* [To be done]
1. Alter the FDCTech acquisition announcement by reproducing it from "For consideration and" through "and management’s plan.", putting "regulatory filings" in place of "SEC filings".
2. Carry the FDCTech acquisition announcement forward from its final line.

* [Excerpted passage]

Irvine, CA: April 10, 2023, FDCTech, Inc. (“FDC” or the “Company,” OTCQB: FDCT), a fintech-driven acquisition company with a full suite of digital financial services solutions, today announced it had amended the acquisition date of the sales purchase agreement (“Agreement”) from December 31, 2022, to February 28, 2023, or later as required by BVI Companies Act, but no later than June 30, 2023. The Agreement under which the Company acquired a 50.10% equity interest in New Star Capital Trading Ltd., a British Virgin Island company (“New Star”), and its wholly-owned operating subsidiary NSFX Ltd (“NSFX”), an online trading brokerage firm regulated by the Malta Financial Services Authority. The Company expects to consolidate the fair value of NSFX’s assets and liabilities on or after February 28, 2023, once the date of acquisition is finalized per BVI registry requirement.
NSFX is authorized to deal on its account (market maker) as a Category 3 licensed entity by the MFSA, receive and transmit orders for retail and professional clients, and hold and control clients’ money and assets. NSFX trading platform services in the English, French, German, Italian, and Arabic-speaking markets, whereby customers can trade in currency, commodity, equity, and cryptocurrency-linked derivatives in real time.
For consideration and other details, please review SEC filings or the Company’s website for more information on the full results and management’s plan.
NSFX Ltd.

* [Stored records]
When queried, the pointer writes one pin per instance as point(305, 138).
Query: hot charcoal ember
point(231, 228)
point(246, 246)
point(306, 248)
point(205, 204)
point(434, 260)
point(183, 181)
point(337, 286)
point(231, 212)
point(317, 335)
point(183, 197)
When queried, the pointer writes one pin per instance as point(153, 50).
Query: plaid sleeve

* [Exercise responses]
1.
For consideration and other details, please review regulatory filings or the Company’s website for more information on the full results and management’s plan.

2.
NSFX Limited (the “Company”) is a limited liability company registered under the Companies Act, Cap — 386 of the Laws of Malta, with registration number C 56519. The Malta Financial Services Authority regulates NSFX with a License Number IS/56519. NSFX is authorized to deal on its account as a Category 3 licensed entity by the MFSA, receive and transmit orders on behalf of retail and professional clients, and hold and control clients’ money and assets. NSFX trading platform services in the English, French, German, Italian, and Arabic markets, whereby customers can trade in currency, commodity, equity, and cryptocurrency-linked derivatives in real time.
FDCTech, Inc.
FDCTech, Inc. (“FDC”) is a US-based, fully integrated financial technology company. FDC specializes in buying and integrating small to mid-size legacy financial services companies. FDC develops and delivers technology infrastructure solutions to forex, crypto, wealth management, and other future-proof financial sectors.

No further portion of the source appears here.